YOUR TASK: Once you find the line with "Drop a point on each instance of the white ice" in the data below, transcribe exactly each line from there to the line with "Drop a point on each instance of the glass panel.", inclusive, and nothing else. Drop the pictures.

┌─ RECORDED INFORMATION

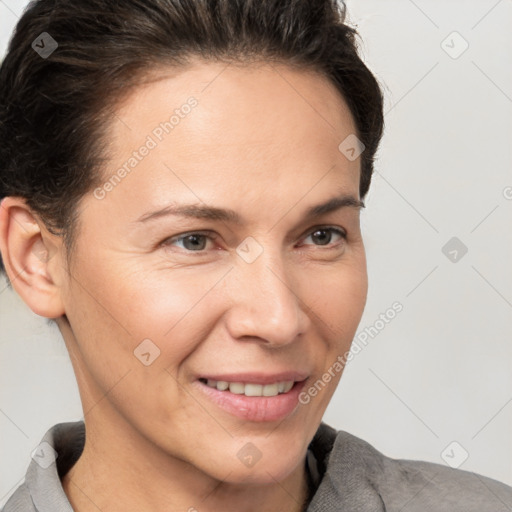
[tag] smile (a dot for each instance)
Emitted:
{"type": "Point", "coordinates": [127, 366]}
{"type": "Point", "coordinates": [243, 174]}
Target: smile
{"type": "Point", "coordinates": [250, 388]}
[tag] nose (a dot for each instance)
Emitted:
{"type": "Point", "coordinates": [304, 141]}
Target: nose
{"type": "Point", "coordinates": [265, 301]}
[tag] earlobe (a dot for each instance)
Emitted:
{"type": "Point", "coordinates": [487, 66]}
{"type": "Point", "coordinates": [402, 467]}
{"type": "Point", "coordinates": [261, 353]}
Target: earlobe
{"type": "Point", "coordinates": [27, 250]}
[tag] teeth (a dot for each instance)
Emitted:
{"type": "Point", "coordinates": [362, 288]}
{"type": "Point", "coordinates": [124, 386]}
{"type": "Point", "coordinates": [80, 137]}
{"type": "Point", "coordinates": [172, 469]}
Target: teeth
{"type": "Point", "coordinates": [251, 389]}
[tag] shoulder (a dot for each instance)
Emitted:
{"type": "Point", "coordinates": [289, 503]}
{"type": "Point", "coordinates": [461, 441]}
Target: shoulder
{"type": "Point", "coordinates": [42, 489]}
{"type": "Point", "coordinates": [358, 475]}
{"type": "Point", "coordinates": [20, 501]}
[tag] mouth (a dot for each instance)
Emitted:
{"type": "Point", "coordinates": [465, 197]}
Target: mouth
{"type": "Point", "coordinates": [250, 388]}
{"type": "Point", "coordinates": [254, 398]}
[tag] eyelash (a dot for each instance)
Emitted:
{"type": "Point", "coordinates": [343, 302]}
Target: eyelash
{"type": "Point", "coordinates": [213, 236]}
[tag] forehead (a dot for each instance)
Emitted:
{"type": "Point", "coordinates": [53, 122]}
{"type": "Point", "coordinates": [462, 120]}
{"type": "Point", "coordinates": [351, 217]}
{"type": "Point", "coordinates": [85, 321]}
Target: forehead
{"type": "Point", "coordinates": [237, 106]}
{"type": "Point", "coordinates": [212, 128]}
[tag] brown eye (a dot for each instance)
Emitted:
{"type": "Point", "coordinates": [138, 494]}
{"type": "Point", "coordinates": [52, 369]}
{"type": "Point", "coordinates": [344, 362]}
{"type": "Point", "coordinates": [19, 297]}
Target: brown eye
{"type": "Point", "coordinates": [323, 235]}
{"type": "Point", "coordinates": [191, 242]}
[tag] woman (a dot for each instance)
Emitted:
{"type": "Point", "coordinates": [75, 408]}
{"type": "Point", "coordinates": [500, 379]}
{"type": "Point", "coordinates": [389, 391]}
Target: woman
{"type": "Point", "coordinates": [135, 130]}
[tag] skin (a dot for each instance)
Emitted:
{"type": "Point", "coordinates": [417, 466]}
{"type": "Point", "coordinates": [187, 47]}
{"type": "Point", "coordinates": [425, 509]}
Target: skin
{"type": "Point", "coordinates": [263, 141]}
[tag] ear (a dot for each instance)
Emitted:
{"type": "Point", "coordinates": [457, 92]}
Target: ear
{"type": "Point", "coordinates": [31, 257]}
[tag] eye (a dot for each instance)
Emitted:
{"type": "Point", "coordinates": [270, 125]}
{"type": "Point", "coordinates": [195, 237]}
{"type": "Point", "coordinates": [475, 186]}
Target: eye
{"type": "Point", "coordinates": [196, 241]}
{"type": "Point", "coordinates": [193, 241]}
{"type": "Point", "coordinates": [323, 234]}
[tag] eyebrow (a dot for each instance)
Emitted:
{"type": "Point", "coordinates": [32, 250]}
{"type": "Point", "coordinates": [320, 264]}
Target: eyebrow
{"type": "Point", "coordinates": [199, 211]}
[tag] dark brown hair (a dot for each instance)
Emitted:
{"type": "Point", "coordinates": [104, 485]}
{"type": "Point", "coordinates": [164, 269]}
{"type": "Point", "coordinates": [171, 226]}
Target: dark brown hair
{"type": "Point", "coordinates": [55, 108]}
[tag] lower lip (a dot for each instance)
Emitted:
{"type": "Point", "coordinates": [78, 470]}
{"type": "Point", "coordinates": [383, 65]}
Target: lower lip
{"type": "Point", "coordinates": [255, 408]}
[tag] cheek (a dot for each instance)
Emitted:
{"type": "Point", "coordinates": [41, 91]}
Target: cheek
{"type": "Point", "coordinates": [337, 297]}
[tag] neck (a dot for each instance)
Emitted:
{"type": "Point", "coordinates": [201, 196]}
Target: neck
{"type": "Point", "coordinates": [130, 473]}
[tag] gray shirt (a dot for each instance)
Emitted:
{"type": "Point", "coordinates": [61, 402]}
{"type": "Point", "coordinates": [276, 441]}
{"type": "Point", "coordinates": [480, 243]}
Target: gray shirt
{"type": "Point", "coordinates": [345, 473]}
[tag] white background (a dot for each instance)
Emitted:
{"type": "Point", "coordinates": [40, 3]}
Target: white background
{"type": "Point", "coordinates": [441, 370]}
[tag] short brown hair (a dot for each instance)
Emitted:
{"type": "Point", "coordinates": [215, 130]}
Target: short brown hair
{"type": "Point", "coordinates": [54, 109]}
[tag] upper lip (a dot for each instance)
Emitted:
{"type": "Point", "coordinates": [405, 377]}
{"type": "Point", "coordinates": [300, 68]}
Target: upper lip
{"type": "Point", "coordinates": [257, 378]}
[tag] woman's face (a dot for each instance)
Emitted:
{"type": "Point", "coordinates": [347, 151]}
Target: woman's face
{"type": "Point", "coordinates": [270, 299]}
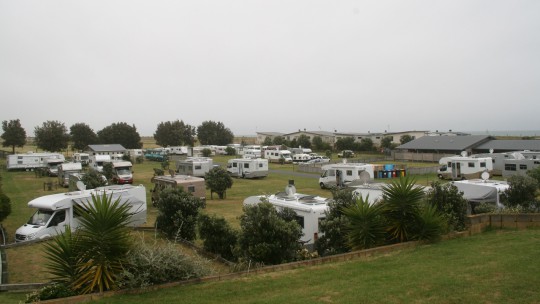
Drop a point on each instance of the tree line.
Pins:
(54, 136)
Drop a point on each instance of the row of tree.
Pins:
(53, 135)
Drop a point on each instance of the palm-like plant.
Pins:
(401, 206)
(366, 227)
(103, 243)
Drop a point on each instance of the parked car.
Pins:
(346, 154)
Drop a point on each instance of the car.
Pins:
(346, 154)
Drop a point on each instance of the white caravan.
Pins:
(97, 161)
(65, 170)
(55, 212)
(519, 166)
(483, 190)
(194, 166)
(309, 209)
(248, 167)
(122, 172)
(31, 161)
(82, 158)
(277, 156)
(464, 167)
(345, 174)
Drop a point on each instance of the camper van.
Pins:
(97, 161)
(122, 172)
(65, 170)
(191, 184)
(31, 161)
(248, 167)
(55, 212)
(477, 191)
(464, 167)
(82, 158)
(309, 209)
(345, 174)
(194, 166)
(278, 156)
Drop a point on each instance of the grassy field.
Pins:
(499, 266)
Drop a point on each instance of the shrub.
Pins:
(447, 199)
(178, 213)
(218, 236)
(158, 263)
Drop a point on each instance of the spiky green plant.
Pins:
(103, 243)
(366, 227)
(401, 203)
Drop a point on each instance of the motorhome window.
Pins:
(510, 167)
(58, 217)
(300, 221)
(40, 218)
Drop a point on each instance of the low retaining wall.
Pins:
(478, 223)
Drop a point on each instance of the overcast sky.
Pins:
(350, 66)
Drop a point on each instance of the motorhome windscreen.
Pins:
(41, 217)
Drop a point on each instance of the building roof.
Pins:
(510, 145)
(106, 148)
(445, 143)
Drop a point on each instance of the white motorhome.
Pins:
(248, 167)
(309, 209)
(55, 212)
(65, 170)
(31, 161)
(483, 190)
(97, 161)
(194, 166)
(301, 158)
(345, 174)
(277, 156)
(464, 167)
(82, 158)
(122, 172)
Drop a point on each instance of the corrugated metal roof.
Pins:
(511, 145)
(107, 148)
(445, 143)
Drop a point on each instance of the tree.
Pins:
(82, 136)
(401, 201)
(214, 133)
(366, 227)
(334, 240)
(92, 259)
(267, 141)
(14, 134)
(174, 133)
(266, 236)
(278, 140)
(218, 236)
(218, 180)
(177, 213)
(93, 179)
(447, 199)
(304, 141)
(405, 139)
(521, 193)
(120, 133)
(346, 143)
(51, 136)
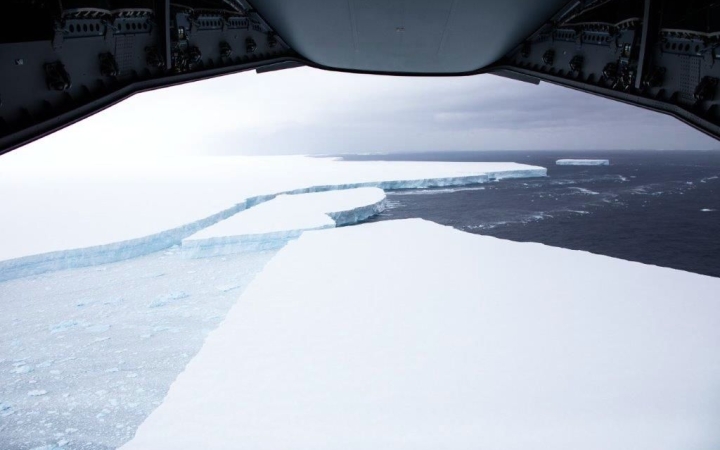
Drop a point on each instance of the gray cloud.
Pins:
(315, 112)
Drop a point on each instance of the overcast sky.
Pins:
(309, 111)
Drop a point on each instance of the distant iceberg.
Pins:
(143, 218)
(583, 162)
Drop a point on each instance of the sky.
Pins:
(309, 111)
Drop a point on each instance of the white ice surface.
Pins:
(273, 223)
(70, 215)
(87, 353)
(411, 335)
(583, 162)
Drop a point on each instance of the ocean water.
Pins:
(654, 207)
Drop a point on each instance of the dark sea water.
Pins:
(655, 207)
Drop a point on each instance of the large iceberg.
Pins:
(583, 162)
(69, 216)
(414, 335)
(272, 224)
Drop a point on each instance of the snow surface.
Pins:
(583, 162)
(86, 354)
(68, 214)
(408, 334)
(273, 223)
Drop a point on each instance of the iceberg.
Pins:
(272, 224)
(583, 162)
(410, 334)
(109, 213)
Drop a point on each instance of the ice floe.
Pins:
(68, 216)
(273, 223)
(410, 334)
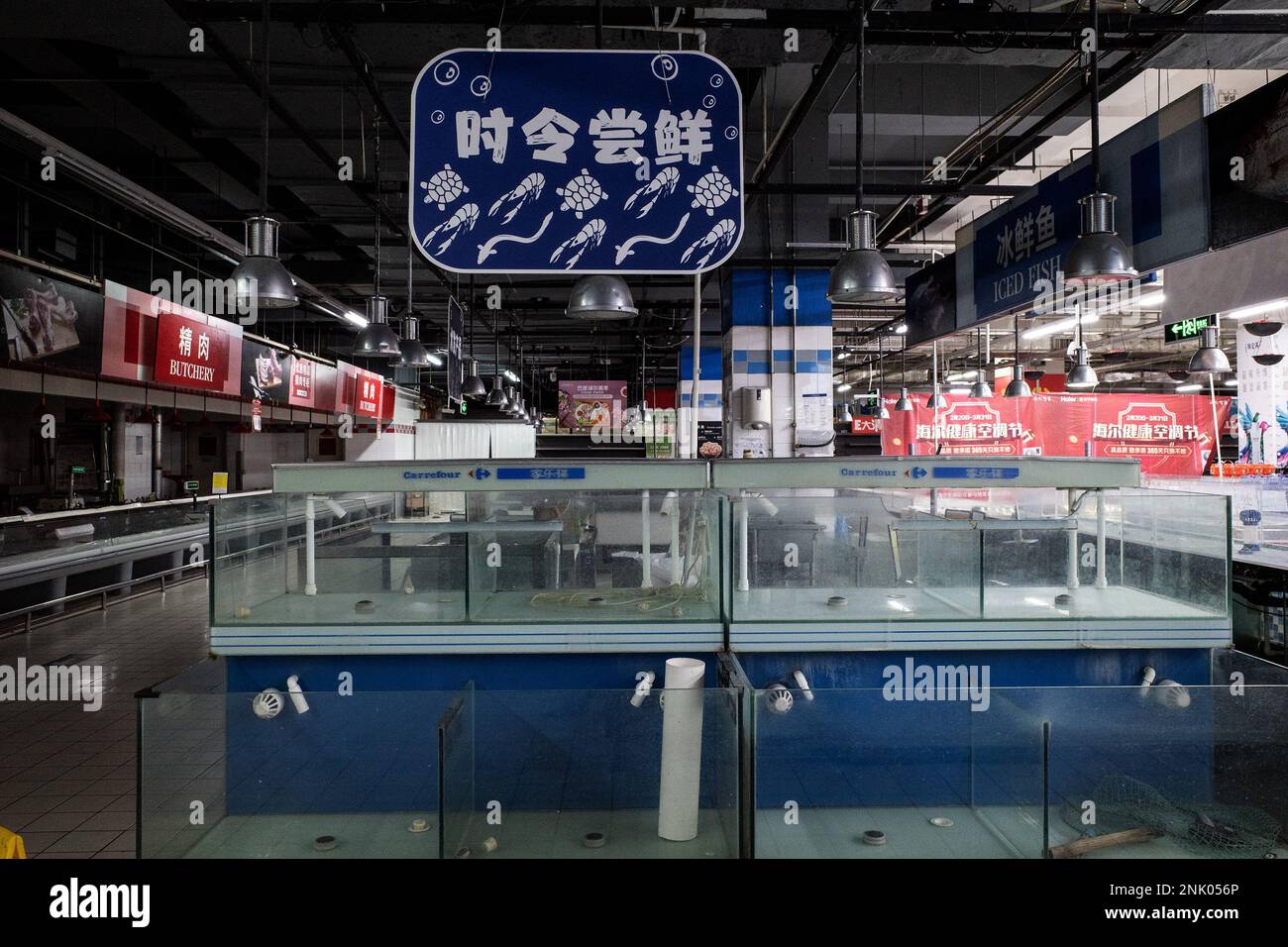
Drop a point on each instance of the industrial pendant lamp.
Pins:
(1082, 375)
(600, 298)
(1018, 386)
(1210, 359)
(980, 388)
(376, 339)
(1099, 256)
(261, 281)
(861, 274)
(936, 399)
(473, 385)
(412, 354)
(496, 397)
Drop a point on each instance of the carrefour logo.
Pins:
(430, 474)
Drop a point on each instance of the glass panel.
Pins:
(1171, 772)
(836, 556)
(858, 774)
(572, 774)
(223, 776)
(555, 558)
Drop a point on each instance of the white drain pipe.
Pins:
(682, 750)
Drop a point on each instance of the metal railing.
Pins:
(158, 582)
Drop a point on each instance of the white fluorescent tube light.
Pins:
(1057, 326)
(1256, 309)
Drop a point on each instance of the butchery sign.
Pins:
(535, 161)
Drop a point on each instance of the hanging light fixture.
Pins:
(1210, 359)
(411, 352)
(1082, 375)
(261, 281)
(1099, 256)
(496, 397)
(600, 296)
(861, 274)
(1018, 386)
(936, 399)
(376, 339)
(980, 388)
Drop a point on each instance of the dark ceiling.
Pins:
(117, 81)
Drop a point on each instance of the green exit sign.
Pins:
(1188, 329)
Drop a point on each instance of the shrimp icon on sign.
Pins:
(523, 193)
(464, 219)
(662, 184)
(587, 239)
(719, 236)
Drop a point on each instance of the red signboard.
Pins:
(1168, 433)
(189, 354)
(137, 346)
(301, 390)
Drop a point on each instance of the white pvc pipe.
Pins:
(645, 541)
(743, 565)
(643, 688)
(1073, 547)
(682, 750)
(677, 565)
(310, 579)
(1102, 581)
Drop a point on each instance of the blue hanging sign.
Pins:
(549, 161)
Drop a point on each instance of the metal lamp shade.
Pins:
(1210, 359)
(1018, 388)
(376, 339)
(261, 279)
(600, 298)
(862, 274)
(1099, 256)
(496, 397)
(473, 385)
(1082, 373)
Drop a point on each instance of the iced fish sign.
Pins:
(535, 161)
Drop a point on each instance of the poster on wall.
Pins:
(709, 440)
(1168, 433)
(585, 405)
(1262, 415)
(51, 321)
(545, 161)
(1247, 154)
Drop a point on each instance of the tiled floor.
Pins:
(65, 775)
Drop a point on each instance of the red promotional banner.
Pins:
(189, 354)
(1168, 433)
(301, 392)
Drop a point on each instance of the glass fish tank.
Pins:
(1017, 552)
(408, 557)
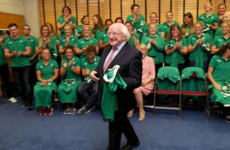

└─

TASK RESULT:
Drop a point on each instance of the white ice surface.
Pins:
(273, 223)
(70, 215)
(87, 353)
(411, 335)
(583, 162)
Drop a point on each instance of the ocean water.
Pins:
(654, 207)
Drop a point on each instance of the dark sea water.
Pins:
(655, 207)
Drop a point on each instance of the large iceberg.
Pins:
(583, 162)
(69, 216)
(414, 335)
(272, 224)
Drop a point on each instance of the snow surface.
Pins:
(583, 162)
(86, 354)
(68, 214)
(408, 334)
(273, 223)
Drop a point on each instance of the iceberg.
Pins:
(272, 224)
(583, 162)
(410, 334)
(109, 213)
Drop a point on each instance of the ice floe.
Pins:
(68, 216)
(273, 223)
(410, 334)
Drop a point on each instance of the industrial pendant lamp.
Pins:
(1082, 375)
(600, 298)
(1018, 386)
(1210, 359)
(980, 388)
(376, 339)
(1099, 256)
(261, 281)
(861, 274)
(936, 399)
(473, 385)
(412, 354)
(496, 397)
Drop a point on each instance of the carrefour logo.
Pins:
(430, 474)
Drop a point on each instance of the glass panel.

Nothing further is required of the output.